──────── Text provided ────────

I’ll take “things that never used to happen for $800,” Alex.
A capital murder suspect charged in the killing of a Harris County sheriff’s deputy was released on bond Tuesday even though prosecutors had requested that he be held without bond last year.
According to records from the Harris County District Clerk’s Office, Judge Hilary Unger of the 248th District Criminal Court set bonds for Dremone Eugene Francis, age 27, at $500,000 for Capital Murder and $500,000 for Tampering with Evidence.
I know you’ll be shocked to learn that Unger is a Democrat.
Francis is one of two suspects in the murder of Harris County Sheriff’s Deputy Fernando Esqueda that took place in July 2024. Esqueda and several other officers responded to an incident at a pizzeria where suspect Ronnie Palmer was reportedly angered that his food did not look like its advertisement and had allegedly pistol-whipped an employee before fleeing.
Police tracked Palmer using Flock cameras, but as Esqueda sat in an unmarked vehicle observing Palmer and another suspect, he was ambushed and killed. Investigators found 41 spent casings at the scene. Both Palmer and Frances were charged with Capital Murder.
Palmer is being held without bond.
Records indicate Francis had been given “unsatisfactory termination of probation” in 2022 for charges related to the manufacture and delivery of a controlled substance. Unsatisfactory terminations have at times been awarded to suspects in Harris County even if they have not complied with the terms of their probation.

────────

Parts of the exercise -
• a. Condense the paragraph of the article on the Harris County deputy's killing that begins "Francis is one of two suspects" into a short bulleted list, keeping its main facts.
• b. According to the article on the Harris County deputy's killing, how many spent casings did investigators find at the scene?
• c. Extend the article on the Harris County deputy's killing, starting after its final sentence.
The lines after this article are not needed for this exercise.

──────── Dataset extract ────────

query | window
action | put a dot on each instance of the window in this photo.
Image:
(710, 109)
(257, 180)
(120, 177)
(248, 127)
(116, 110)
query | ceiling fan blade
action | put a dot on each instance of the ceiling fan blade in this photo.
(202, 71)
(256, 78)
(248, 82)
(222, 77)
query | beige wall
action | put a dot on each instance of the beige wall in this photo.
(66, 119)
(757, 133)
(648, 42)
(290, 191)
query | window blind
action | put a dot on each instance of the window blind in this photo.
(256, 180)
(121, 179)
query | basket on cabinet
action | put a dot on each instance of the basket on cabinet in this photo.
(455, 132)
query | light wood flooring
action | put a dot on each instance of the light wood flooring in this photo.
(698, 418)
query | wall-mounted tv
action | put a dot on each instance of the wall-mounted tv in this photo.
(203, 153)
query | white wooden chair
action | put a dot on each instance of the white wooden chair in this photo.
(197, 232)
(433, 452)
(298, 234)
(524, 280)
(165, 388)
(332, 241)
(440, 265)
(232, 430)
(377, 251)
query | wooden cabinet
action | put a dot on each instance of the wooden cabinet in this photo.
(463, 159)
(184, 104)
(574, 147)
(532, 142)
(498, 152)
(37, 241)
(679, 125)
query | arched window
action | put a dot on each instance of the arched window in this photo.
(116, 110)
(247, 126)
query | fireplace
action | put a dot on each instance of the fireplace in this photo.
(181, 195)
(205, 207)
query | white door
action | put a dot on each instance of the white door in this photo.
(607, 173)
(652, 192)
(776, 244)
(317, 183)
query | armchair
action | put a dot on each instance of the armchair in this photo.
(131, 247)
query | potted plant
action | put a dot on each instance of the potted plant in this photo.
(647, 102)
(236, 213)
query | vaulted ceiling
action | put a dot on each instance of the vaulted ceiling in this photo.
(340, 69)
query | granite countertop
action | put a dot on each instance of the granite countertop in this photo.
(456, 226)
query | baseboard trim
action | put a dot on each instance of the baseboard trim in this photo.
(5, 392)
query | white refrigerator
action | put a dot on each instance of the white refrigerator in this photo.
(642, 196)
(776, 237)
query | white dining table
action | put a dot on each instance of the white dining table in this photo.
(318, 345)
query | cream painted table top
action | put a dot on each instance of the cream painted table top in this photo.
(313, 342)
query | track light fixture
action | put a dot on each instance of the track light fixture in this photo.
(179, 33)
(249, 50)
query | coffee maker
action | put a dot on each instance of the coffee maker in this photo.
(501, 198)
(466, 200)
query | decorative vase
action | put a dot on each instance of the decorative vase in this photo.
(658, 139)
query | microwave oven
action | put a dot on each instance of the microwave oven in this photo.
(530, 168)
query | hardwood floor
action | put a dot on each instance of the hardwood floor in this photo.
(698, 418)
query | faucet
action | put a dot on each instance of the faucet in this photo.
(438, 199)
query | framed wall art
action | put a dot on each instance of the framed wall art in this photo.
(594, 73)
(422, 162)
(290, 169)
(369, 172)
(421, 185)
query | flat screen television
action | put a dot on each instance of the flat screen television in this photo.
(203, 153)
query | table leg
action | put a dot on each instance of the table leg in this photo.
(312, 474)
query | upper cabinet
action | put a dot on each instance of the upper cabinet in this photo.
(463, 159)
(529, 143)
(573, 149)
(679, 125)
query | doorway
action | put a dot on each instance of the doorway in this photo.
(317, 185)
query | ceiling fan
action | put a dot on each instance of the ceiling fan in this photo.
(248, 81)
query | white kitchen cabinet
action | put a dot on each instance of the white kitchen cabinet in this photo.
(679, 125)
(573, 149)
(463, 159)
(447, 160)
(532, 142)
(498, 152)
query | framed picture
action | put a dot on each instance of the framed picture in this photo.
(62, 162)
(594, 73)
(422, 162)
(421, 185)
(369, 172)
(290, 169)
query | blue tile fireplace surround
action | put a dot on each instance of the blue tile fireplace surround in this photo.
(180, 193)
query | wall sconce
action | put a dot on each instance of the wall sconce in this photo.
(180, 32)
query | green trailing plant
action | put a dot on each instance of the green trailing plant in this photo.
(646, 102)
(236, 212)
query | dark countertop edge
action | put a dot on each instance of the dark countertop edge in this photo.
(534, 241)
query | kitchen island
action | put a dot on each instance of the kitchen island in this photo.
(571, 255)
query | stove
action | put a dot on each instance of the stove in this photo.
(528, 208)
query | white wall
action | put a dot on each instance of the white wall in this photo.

────────

Results of the tasks -
• a.
- Francis is one of two suspects in the murder of Harris County Sheriff's Deputy Fernando Esqueda in July 2024.
- Esqueda and several other officers responded to an incident at a pizzeria.
- Suspect Ronnie Palmer was reportedly angered that his food did not look like its advertisement.
- Palmer allegedly pistol-whipped an employee before fleeing.

• b. Investigators found 41 spent casings at the scene.

• c.
So not only was the accused cop-killer walking around as free as a bird, he had done so despite not meeting the terms of his parole. He was out there drinking or drugging or whatever, the Harris County criminal system just went “Nah, it’ll be fine.”
The Harris County Deputies Organization lambasted Unger in a social media statement and said, “We are outraged that Dremone Francis, a man charged with Capital Murder in the death of Deputy Fernando Esqueda, has been given bond.”
“He has a criminal history of breaking parole conditions and is free.”
Rafael LeMaitre, a spokesperson for new Harris County District Attorney Sean Teare and formerly employed by Harris County Judge Lina Hidalgo, blamed former District Attorney Kim Ogg. He said that prosecutors had failed to follow through on a request for no bond with a hearing, “so the court could not lawfully hold him at no bond.”
Teare, of course, is a full-blown Soros-backed radical leftist DA.
Ogg told The Texan that her office always filed motions asking for a hearing but that it was up to the judge to set the hearing and a trial.
Harris County’s bail bond practices were featured in a recent Texas Senate committee hearing on bail reform measures introduced by Sen. Joan Huffman (R-Houston).
Huffman cited research indicating that since 2021 there had been 162 homicide cases filed in the county for which the defendant was out on bond at the time of the murder.
So 162 people are dead because Harris County’s SJW-infected court system feels more sympathy for criminals that check the right “diversity” boxes than it does law-abiding citizens or policemen.
Back in The Bad Old Times, accused cop killers rarely even made it to court to get bonded out, just about all coming down with terminal cases of He Reached For A Gun. (In Homicide, David Simon talks about a police officer being ostracized by fellow cops for letting a cop-killer surrender.) In the Not Quite So Bad Times before social justice, a normal judge would never even think about bonding out an accused cop killer absent some pretty extreme circumstances.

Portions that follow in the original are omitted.